Oleh: Tio Pirnando*
Akrobat listrik di kampung saya sudah tidak bisa ditolerir. Coba bayangkan, ketika Anda diharuskan bekerja dari rumah alias work from home (WFH), sandaran utamanya kecepatan internet, yang berpaut dengan kondisi listrik, saat tugas kerja Anda selesai, misalkan Anda mengetik di laptop atau komputer atau…(terserah pakai apa saja), tiba-tiba listriknya mati tanpa aba-aba, tanpa kedap-kedip memberi kode? Saya yakin, Anda sangat mangkel, setidaknya ngedumel. Atau saya saja yang begitu, karena laptop langsung mati.
Desa saya yang berlokasi di tengah-tengah Provinsi Jambi (ini perkiraan saja), permasalahan listrik masih menjadi kendala utama. Dari kecil sampai SMA dulu, ketika listrik mati hingga seharian, warga memang biasa saja. Bahasa halusnya, listrik sudah masuk kampung saja sudah bersyukur. Bapak-bapak tidak perlu lagi membawa petromak ketika menghadiri hajatan pada malam hari. Dengan adanya listrik, petromak pun di museumkan dalam geladak tempat penyimpanan padi.
Meskipun lampu pijar yang bersumber dari arus listrik, cahayanya masih tercegak ke jalan desa, lantaran tertutup oleh pohon-pohon rimbun depan rumah warga. Karena, hampir semua rumah di desa saya, pekarangannya pasti ada pepohonab maupun bunga-bungaan. Baik pohon rambutan, jambu biji, jambu air, di tambah pohon durian, dan duku di samping rumah. Untuk penghias rumah, ada bunga sepatu, mawar, serta bunga-bunga tujuh warna lainnya, yang biasa digunakan oleh dukun untuk mengobati orang sakit.
Makanya, ketika listrik masuk kampung, masyarat menyambutnya dengan suka ria. Bagi anak-anak kecil, mobil-mobil besar yang membawa beton-beton untuk dijadikan tiang penopang kabel listrik, itu merupakan sebuah hiburan tersendiri, dan tempat bermain, selain di hutan. Jarang-jarang mobil besar masuk kampung. Motor saja hanya 1-2 orang yang punya. Kenorakkan waktu itu sama seperti pertama kali melihat escavator, dan truck-truck ban gede yang akan mengaspal jalan desa. Noraknya minta ampun. Lebih norak dari mengejar maskapai terbang yang melintasi langit di desa saya. Padahal, pesawat itu tingginya minta ampun.

__TUGAS TERTULIS__. Tuliskan kembali bagian tulisan tentang listrik di kampung antara "Meskipun lampu pijar" dan "mengobati orang sakit.", kedua ujungnya ikut disertakan. Data sesudah ini merupakan bahan yang terpisah dari tulisan tentang listrik di kampung.

__KUTIPAN SUMBER__.
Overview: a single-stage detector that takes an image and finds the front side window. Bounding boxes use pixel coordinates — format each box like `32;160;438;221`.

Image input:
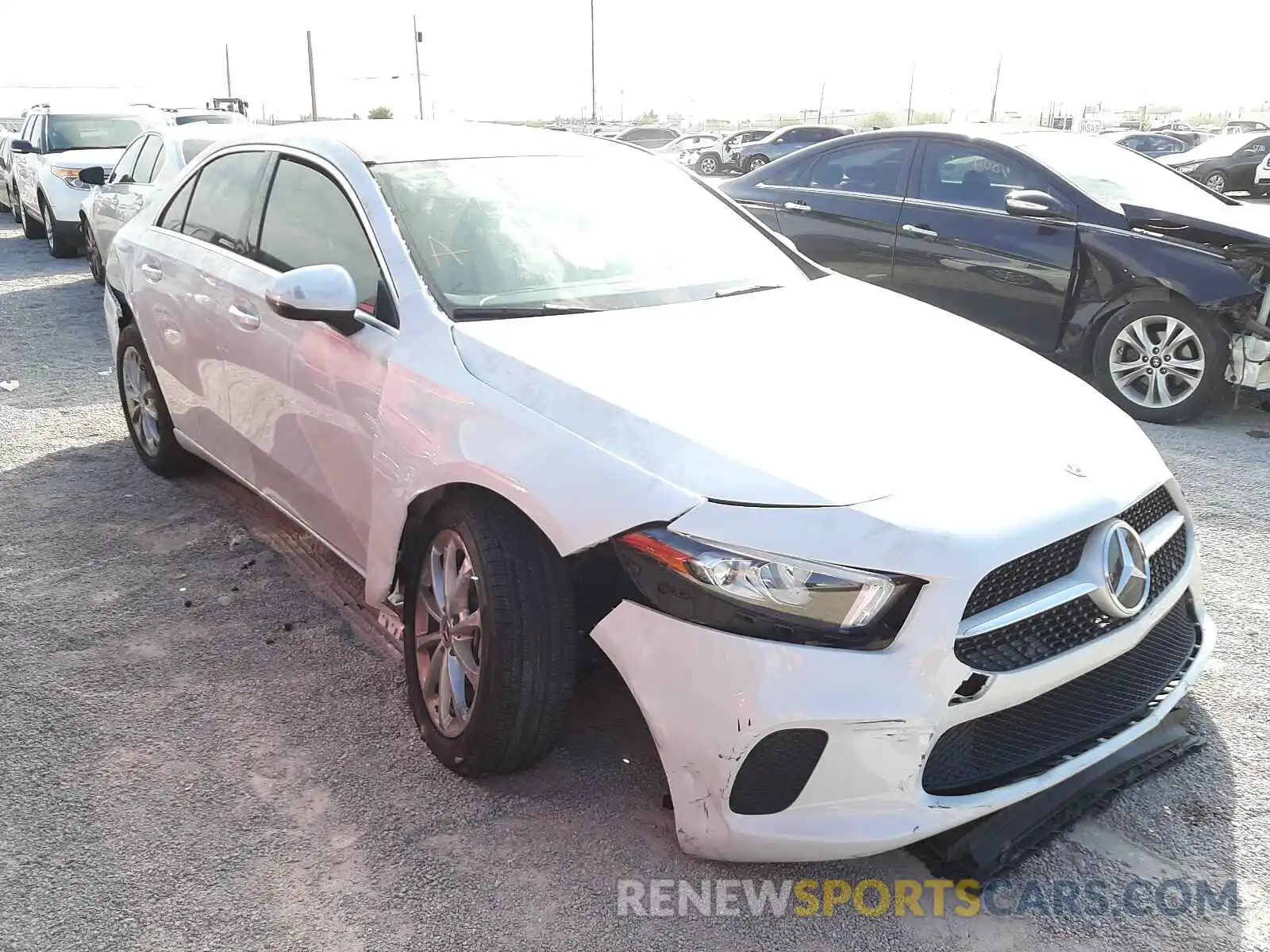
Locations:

__JAWABAN__.
Meskipun lampu pijar yang bersumber dari arus listrik, cahayanya masih tercegak ke jalan desa, lantaran tertutup oleh pohon-pohon rimbun depan rumah warga. Karena, hampir semua rumah di desa saya, pekarangannya pasti ada pepohonab maupun bunga-bungaan. Baik pohon rambutan, jambu biji, jambu air, di tambah pohon durian, dan duku di samping rumah. Untuk penghias rumah, ada bunga sepatu, mawar, serta bunga-bunga tujuh warna lainnya, yang biasa digunakan oleh dukun untuk mengobati orang sakit.